═════ Source excerpt
We all love Los Angeles, that’s why we live here, but sometimes you just need to escape lala-land for something different. I found myself with a few days off in this first part of 2014, and wanted to escape the traffic and post-holiday depression of real life. I wanted to go somewhere where there was still a hint of winter, somewhere quiet and quaint yet intriguing, perhaps some lights and forgotten holiday decorations. I also wanted to go somewhere different. I’ve exhausted the usual: Palm Springs, Ojai, Santa Barbara. My restlessness inspired me to find a new cozy retreat and to write this piece, sharing three of my favorite secret and unconventional SoCal get-aways.
Julian, California and the Orchard Hill Country Inn. Run don’t walk. Although technically it’s a three hour drive. A few years ago, immediately after the holidays, I drove south to this aptly-named “one of the most charming small towns in California” and fell madly in love. Julian is an old western town with one main street, no billboards, clean air and lots of star-gazing. Famous for its apples, Julian makes apple pies, apple tarts, apple cider, apple salad, apple pancakes and even hard apple cider for those who imbibe. A horse and buggy will take you on a historical tour of the town if you are interested, from fifteen minutes to an hour, whatever you prefer.
There are wonderful Mom and Pop stores, like the Birdwatcher and Julian Tea and Cottage Arts, as well as a bookstore, wine tasting room, cowboy apparel store, kids shops and antique alleys. You can eat Barbecue, Chicken Pot Pie, Mexican Cuisine or farm to table, whatever your whim.
The absolute best thing about Julian though is the Orchard Hill Country Inn. The charming lobby has a roaring fireplace, friendly staff and happy hour every day at 4:30pm. I felt at home the minute I arrived and my stress melted away. It is heaven on earth. They even have a sign outside that reads: “Heaven is under our feet as well as over our heads” – Thoreau. Truer words have never been written.
Cambria, California is nestled on the water, near Los Olivos. It’s a four hour drive up the coast but that’s part of the escape itself. A leisurely drive up Highway 1 begins your Cali-cation and the view that we take for granted, the one that others fly hundreds of miles to experience. Cambria is caught in a time warp with old buildings and small town smiles. They have places called “The Sow’s Ear”, a rustic restaurant set in an old house and the “Cambria Ale House” where pets, locals and tourists watch sports, sip on beer and wrap themselves in afghans like they’re in their own living room.
I stayed at the Squibb House, an old Victorian home turned B&B, with handmade furniture, fireplaces and quaint views of the town. Cambria is a wonderful place to feel completely isolated but if you get restless there are many other sights to see. A thirty minute drive can take you to Paso Robles for wine tasting, the northern coast to watch Elephant Seals lollygag on the beach, or if you really need a jolt, the ornate and decadent Hearst Castle provides shock and awe (and the view of the ocean is astounding as well).
I prefer to stay in Cambria though, meandering through the streets, talking to people. I met a carpenter who made beautiful wooden rocking chairs in town and then I sat in one in front of a cafe and sipped tea. I even started to fantasize about living in such a small and relaxing place. Maybe it was the lull and magic of the rocking chair.
══════════
- Set exercise A:
Print the portion of the SoCal getaways piece that opens with the words containing "Julian, California and" and closes with "whatever you prefer.".
- Set exercise B:
For each statement, answer yes or no according to the SoCal getaways piece, and quote the words that decide it: (i) the horse and buggy tour of Julian lasts from fifteen minutes to an hour; (ii) happy hour at the Orchard Hill Country Inn is at 5:00pm; (iii) the Squibb House is an old Victorian home turned B&B.
The listing after this point is separate material, unrelated to the SoCal getaways piece.
═════ Data provided
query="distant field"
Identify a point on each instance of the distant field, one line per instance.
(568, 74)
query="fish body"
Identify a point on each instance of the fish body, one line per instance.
══════════
- Correct response A:
Julian, California and the Orchard Hill Country Inn. Run don’t walk. Although technically it’s a three hour drive. A few years ago, immediately after the holidays, I drove south to this aptly-named “one of the most charming small towns in California” and fell madly in love. Julian is an old western town with one main street, no billboards, clean air and lots of star-gazing. Famous for its apples, Julian makes apple pies, apple tarts, apple cider, apple salad, apple pancakes and even hard apple cider for those who imbibe. A horse and buggy will take you on a historical tour of the town if you are interested, from fifteen minutes to an hour, whatever you prefer.

- Correct response B:
(i) Yes: "from fifteen minutes to an hour, whatever you prefer."
(ii) No: "happy hour every day at 4:30pm."
(iii) Yes: "an old Victorian home turned B&B"